Page text:
As Glastonbury's official newspaper the Guardian went all out in their festival coverage and all of it can be found via an interactive map of the site. For a flavour of the festival they've distilled it all into a nice 5-minute video.

Orange Music provided another great overview of the festival's sheer vastness and variety with their brilliant 100 Hours in a Field blog which is full of videos, presumbly filmed on a mobile phone, of fans, food vendors and performers in every far-flung corner of Worthy farm.

Finally, anyone at Glastonbury who tossed their empty cider cans, spent joints or falafel wrappers on Mr Eavis' fields should read the Telegraph's article about the 500-strong army of litter collectors who'll be spending the next two weeks cleaning up the site's 200+ tons of detritus. The Times also has a good non-music aftermath story about the traffic jams created by the exiting, irritable throng: "It seems that as soon as the festival is over some people are eager to go back to the rat race and forget peace and love. People are very polite while queueing for a burger but now they are pushing in and trying to get out down the sides."

Feel free to share links to any other great Glastonbury content you've seen in the comments below and do take time to enjoy the dozens of hours of videos on our site.

Comments

  • Comment number 1.

    The bbc Glastonbury coverage this year was superb. I managed to follow it on all mediums, Radio, TV and the internet and I think it was worth every penny spent. So on that note, congratulations to the Beeb, the lot of you involved should give yourself a pat on the back. Many thanks.

  • Comment number 2.

    The coverage was generally very good, and much better than the ITV/Channel 4 efforts at festival coverage.



    However I could not beleive that there was no coverage whatsoever of the Eagles of Death Metal. Why ? There was enough air time to show Lilly Allens purple wig on a daily basis.



    They would probably upset any Daily Mail readers, but are probably less raunchy than Lady Gaga. Can the BBC please recitfy this in their Reading coverage.

Instructions:
1. Please transcribe the part of the Glastonbury coverage post from "Orange Music provided" through "of Worthy farm.".
2. Using the Glastonbury coverage post, decide whether each statement agrees with it and back each yes or no with the deciding words quoted from the post. (a) The Telegraph's article is about a group of 500 litter collectors. (b) The 100 Hours in a Field blog came from the Times. (c) The Guardian's festival coverage can be reached through an interactive map of the site.

Stored data entries
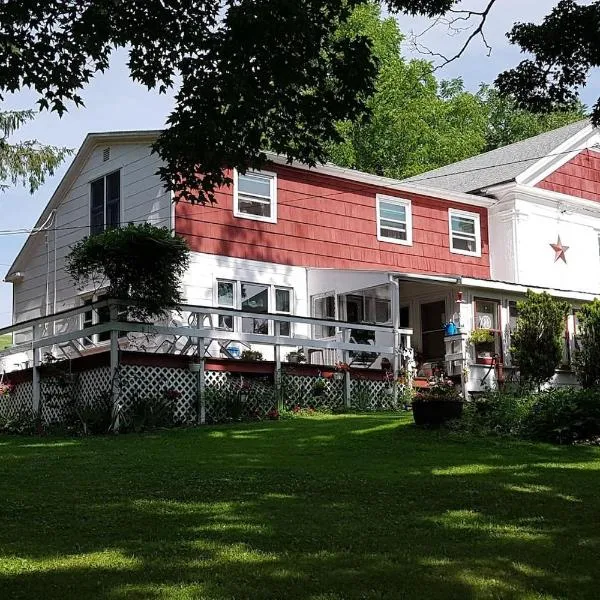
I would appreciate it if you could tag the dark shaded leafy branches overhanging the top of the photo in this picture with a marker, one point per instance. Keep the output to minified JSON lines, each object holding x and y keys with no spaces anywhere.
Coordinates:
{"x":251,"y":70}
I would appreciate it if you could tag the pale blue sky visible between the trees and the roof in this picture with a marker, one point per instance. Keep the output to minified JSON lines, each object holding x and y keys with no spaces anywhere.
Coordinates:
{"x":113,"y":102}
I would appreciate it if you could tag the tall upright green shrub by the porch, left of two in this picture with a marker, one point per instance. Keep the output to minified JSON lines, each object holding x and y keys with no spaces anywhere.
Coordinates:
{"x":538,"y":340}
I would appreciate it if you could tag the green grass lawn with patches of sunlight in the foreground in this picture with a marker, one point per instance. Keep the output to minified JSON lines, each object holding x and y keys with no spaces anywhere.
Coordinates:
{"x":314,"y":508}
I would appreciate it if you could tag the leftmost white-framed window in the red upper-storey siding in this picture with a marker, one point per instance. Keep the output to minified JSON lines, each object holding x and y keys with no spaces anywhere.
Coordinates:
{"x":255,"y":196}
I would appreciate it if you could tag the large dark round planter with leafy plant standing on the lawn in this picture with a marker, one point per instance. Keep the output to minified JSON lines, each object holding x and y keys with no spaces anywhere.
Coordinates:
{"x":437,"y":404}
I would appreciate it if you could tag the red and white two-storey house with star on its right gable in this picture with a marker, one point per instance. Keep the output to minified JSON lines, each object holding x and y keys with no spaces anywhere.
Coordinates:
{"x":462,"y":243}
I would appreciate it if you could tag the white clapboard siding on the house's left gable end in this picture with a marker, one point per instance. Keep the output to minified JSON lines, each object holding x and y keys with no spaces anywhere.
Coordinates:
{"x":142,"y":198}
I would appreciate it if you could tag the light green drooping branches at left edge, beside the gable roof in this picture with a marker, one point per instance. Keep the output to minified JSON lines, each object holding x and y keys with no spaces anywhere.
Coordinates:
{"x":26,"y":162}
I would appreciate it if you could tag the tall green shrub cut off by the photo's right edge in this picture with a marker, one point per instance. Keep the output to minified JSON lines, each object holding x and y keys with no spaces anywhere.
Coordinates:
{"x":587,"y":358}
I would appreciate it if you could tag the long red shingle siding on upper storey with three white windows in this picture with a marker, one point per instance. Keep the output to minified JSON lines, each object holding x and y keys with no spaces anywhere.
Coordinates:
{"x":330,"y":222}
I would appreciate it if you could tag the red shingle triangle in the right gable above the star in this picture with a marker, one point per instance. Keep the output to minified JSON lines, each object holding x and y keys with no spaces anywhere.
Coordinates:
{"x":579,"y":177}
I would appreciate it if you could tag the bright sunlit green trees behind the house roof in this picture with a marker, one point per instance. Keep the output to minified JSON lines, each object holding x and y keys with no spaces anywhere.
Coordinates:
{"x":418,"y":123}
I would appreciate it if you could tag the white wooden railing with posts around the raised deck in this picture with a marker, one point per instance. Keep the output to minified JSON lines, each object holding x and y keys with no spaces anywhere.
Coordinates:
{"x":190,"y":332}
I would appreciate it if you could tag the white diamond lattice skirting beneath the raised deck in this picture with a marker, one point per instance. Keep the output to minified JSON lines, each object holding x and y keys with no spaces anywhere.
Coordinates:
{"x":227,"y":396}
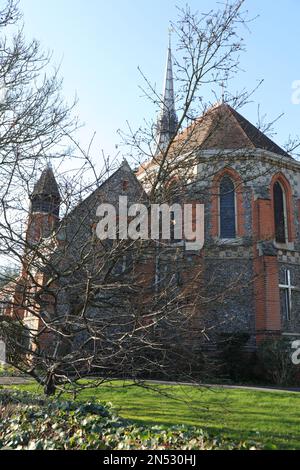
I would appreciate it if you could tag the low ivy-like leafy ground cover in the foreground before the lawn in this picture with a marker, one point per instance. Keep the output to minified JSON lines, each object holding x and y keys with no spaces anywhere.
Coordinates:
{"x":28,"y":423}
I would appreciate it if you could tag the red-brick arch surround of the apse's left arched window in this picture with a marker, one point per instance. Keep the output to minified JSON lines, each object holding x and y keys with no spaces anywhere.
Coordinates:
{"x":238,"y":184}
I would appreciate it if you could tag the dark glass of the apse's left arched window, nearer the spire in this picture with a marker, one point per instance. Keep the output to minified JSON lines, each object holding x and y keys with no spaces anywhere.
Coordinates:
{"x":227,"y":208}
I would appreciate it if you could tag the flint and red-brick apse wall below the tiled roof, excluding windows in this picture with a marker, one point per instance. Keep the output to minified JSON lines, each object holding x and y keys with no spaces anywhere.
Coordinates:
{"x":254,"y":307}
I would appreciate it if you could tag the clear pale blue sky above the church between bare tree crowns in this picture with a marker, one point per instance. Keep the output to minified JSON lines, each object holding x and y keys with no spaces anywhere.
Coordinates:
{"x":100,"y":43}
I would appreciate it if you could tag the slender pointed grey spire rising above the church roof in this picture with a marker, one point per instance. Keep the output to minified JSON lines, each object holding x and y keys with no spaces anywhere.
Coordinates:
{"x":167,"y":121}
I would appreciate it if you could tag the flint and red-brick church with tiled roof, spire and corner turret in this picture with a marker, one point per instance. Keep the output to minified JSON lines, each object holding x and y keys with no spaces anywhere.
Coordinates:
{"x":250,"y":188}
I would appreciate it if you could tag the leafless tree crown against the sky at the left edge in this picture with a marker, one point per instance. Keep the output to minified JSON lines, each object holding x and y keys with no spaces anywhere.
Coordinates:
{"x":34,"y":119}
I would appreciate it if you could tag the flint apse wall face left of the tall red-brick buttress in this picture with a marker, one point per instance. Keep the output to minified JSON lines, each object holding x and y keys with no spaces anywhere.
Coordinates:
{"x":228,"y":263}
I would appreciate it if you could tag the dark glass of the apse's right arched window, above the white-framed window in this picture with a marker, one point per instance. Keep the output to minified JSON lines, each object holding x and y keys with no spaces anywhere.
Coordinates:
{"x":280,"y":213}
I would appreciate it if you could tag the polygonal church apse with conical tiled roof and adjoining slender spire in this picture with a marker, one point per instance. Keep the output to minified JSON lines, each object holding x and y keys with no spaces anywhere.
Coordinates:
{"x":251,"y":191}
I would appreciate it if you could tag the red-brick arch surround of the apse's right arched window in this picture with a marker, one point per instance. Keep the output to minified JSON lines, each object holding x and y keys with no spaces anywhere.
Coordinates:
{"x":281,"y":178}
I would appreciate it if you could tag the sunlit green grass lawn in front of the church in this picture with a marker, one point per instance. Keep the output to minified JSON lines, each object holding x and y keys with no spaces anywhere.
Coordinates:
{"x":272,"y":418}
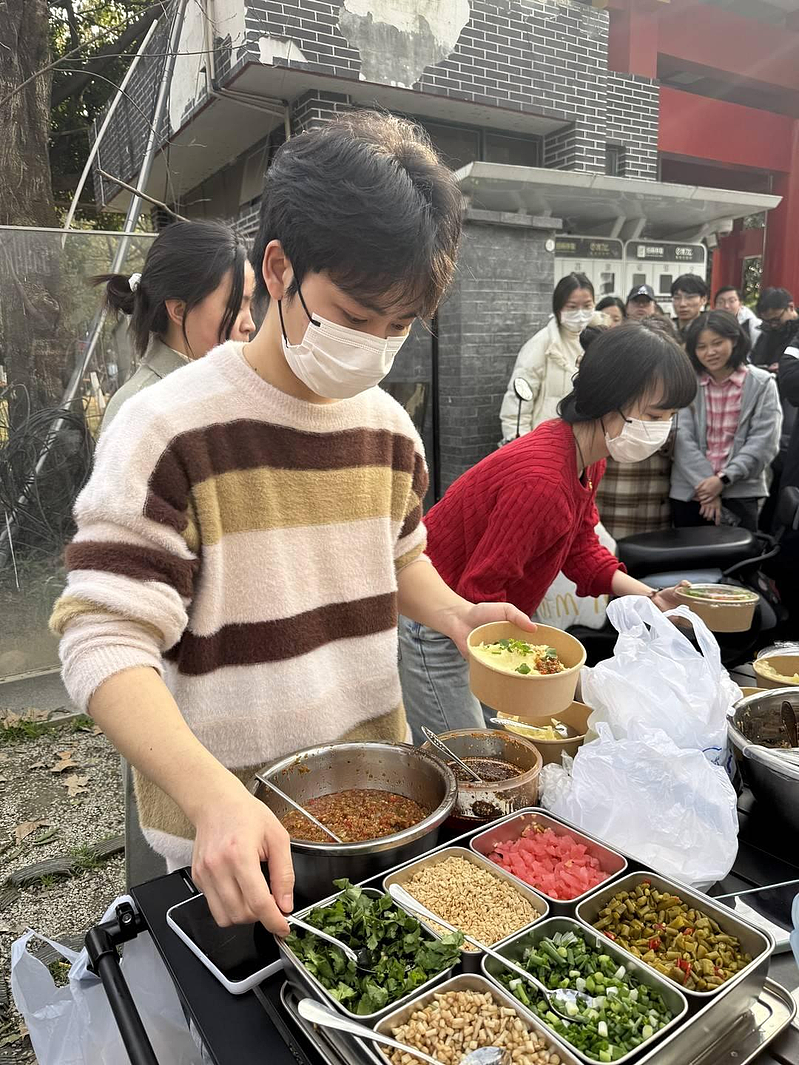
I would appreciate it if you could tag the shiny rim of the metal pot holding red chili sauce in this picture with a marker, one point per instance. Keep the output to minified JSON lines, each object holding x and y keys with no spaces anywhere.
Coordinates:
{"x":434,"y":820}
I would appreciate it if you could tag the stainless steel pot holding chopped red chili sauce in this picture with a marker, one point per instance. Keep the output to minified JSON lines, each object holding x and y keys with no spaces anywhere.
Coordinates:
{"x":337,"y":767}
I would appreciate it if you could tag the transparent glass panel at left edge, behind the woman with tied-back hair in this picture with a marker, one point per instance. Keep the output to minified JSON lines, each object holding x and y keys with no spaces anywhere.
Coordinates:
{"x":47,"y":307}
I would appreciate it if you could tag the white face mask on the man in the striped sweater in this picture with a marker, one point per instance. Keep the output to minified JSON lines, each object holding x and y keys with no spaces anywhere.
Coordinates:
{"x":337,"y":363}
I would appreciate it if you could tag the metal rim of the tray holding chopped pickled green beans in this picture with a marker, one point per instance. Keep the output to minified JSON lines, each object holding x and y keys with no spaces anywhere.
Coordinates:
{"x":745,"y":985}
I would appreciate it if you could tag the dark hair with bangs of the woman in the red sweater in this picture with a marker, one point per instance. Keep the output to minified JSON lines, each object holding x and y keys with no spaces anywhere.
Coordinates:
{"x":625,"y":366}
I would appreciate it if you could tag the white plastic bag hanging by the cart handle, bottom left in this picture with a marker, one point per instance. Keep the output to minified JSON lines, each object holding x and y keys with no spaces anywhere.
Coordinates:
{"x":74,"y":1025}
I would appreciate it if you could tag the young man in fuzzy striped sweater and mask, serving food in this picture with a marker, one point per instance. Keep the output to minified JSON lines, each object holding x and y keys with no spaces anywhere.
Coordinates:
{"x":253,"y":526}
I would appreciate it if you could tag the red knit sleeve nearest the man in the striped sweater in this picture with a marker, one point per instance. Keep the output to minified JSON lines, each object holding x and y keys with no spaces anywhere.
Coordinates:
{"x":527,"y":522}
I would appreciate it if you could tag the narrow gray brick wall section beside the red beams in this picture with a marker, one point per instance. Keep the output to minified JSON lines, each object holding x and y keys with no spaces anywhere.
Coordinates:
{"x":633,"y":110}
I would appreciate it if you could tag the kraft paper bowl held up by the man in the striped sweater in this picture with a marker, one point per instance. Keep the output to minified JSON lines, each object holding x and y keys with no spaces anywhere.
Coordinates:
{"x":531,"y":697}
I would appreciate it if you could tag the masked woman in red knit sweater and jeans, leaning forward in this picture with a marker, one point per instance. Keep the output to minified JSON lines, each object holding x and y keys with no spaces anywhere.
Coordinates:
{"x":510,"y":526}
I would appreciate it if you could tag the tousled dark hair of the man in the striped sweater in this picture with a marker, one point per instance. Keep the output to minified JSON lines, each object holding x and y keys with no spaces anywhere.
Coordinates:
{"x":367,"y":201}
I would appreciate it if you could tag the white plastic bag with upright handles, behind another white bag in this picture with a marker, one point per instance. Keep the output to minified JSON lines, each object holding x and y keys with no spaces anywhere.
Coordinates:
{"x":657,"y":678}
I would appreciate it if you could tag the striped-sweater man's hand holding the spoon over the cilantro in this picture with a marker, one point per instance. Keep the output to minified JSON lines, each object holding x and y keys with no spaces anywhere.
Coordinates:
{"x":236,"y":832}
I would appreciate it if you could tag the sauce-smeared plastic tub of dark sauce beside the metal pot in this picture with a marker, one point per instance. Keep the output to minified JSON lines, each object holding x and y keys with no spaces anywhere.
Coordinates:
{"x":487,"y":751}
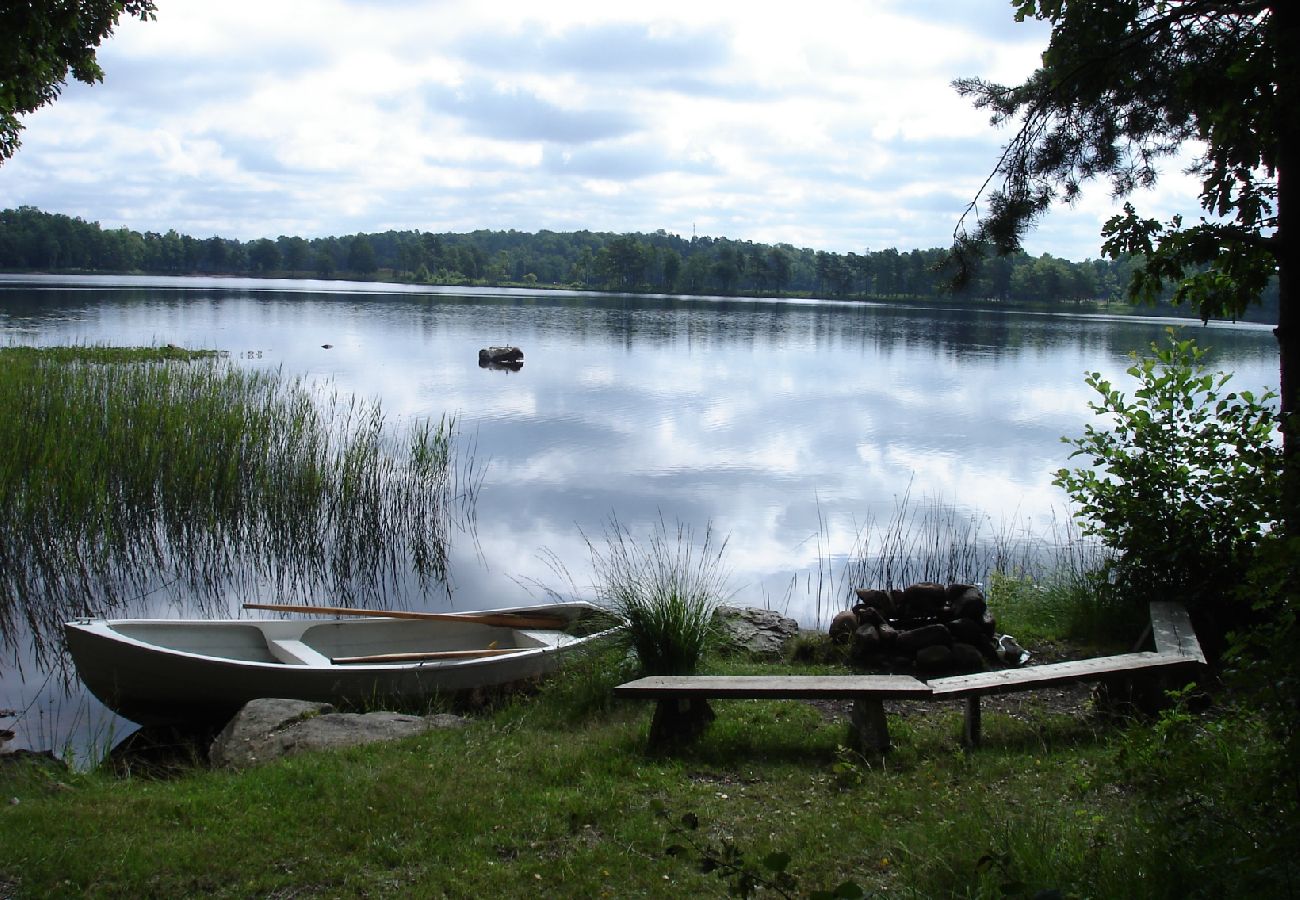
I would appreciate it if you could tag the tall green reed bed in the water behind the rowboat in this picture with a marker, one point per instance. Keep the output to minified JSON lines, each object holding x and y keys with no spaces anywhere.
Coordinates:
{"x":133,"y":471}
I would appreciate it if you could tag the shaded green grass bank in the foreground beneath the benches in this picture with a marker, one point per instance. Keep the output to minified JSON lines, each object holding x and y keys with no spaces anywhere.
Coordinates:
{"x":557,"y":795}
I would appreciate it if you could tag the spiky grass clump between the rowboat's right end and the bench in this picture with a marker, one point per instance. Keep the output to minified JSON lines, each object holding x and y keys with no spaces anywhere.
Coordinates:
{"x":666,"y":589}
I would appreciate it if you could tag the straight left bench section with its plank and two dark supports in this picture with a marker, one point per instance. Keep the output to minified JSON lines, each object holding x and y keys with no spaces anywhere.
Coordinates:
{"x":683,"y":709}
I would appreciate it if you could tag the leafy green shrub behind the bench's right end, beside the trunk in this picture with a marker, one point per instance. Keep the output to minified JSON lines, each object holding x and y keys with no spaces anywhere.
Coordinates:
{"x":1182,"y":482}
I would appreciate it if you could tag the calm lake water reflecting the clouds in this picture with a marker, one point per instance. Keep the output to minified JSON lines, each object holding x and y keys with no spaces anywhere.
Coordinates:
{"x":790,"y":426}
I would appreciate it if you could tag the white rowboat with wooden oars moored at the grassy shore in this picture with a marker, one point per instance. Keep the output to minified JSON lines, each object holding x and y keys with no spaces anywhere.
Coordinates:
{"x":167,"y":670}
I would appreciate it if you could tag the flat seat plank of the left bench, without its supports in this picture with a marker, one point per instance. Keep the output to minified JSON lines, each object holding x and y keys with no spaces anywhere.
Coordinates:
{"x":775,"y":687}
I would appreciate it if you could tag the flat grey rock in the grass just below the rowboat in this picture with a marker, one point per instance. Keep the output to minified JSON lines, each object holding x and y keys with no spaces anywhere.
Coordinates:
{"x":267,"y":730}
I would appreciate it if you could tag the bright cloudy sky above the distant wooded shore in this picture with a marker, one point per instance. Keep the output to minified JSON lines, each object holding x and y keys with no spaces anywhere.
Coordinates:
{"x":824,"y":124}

Solved tasks:
1.
Orange Music provided another great overview of the festival's sheer vastness and variety with their brilliant 100 Hours in a Field blog which is full of videos, presumbly filmed on a mobile phone, of fans, food vendors and performers in every far-flung corner of Worthy farm.

2.
(a) Yes: "the 500-strong army of litter collectors"
(b) No: "Orange Music provided another great overview of the festival's sheer vastness and variety with their brilliant 100 Hours in a Field blog"
(c) Yes: "all of it can be found via an interactive map of the site"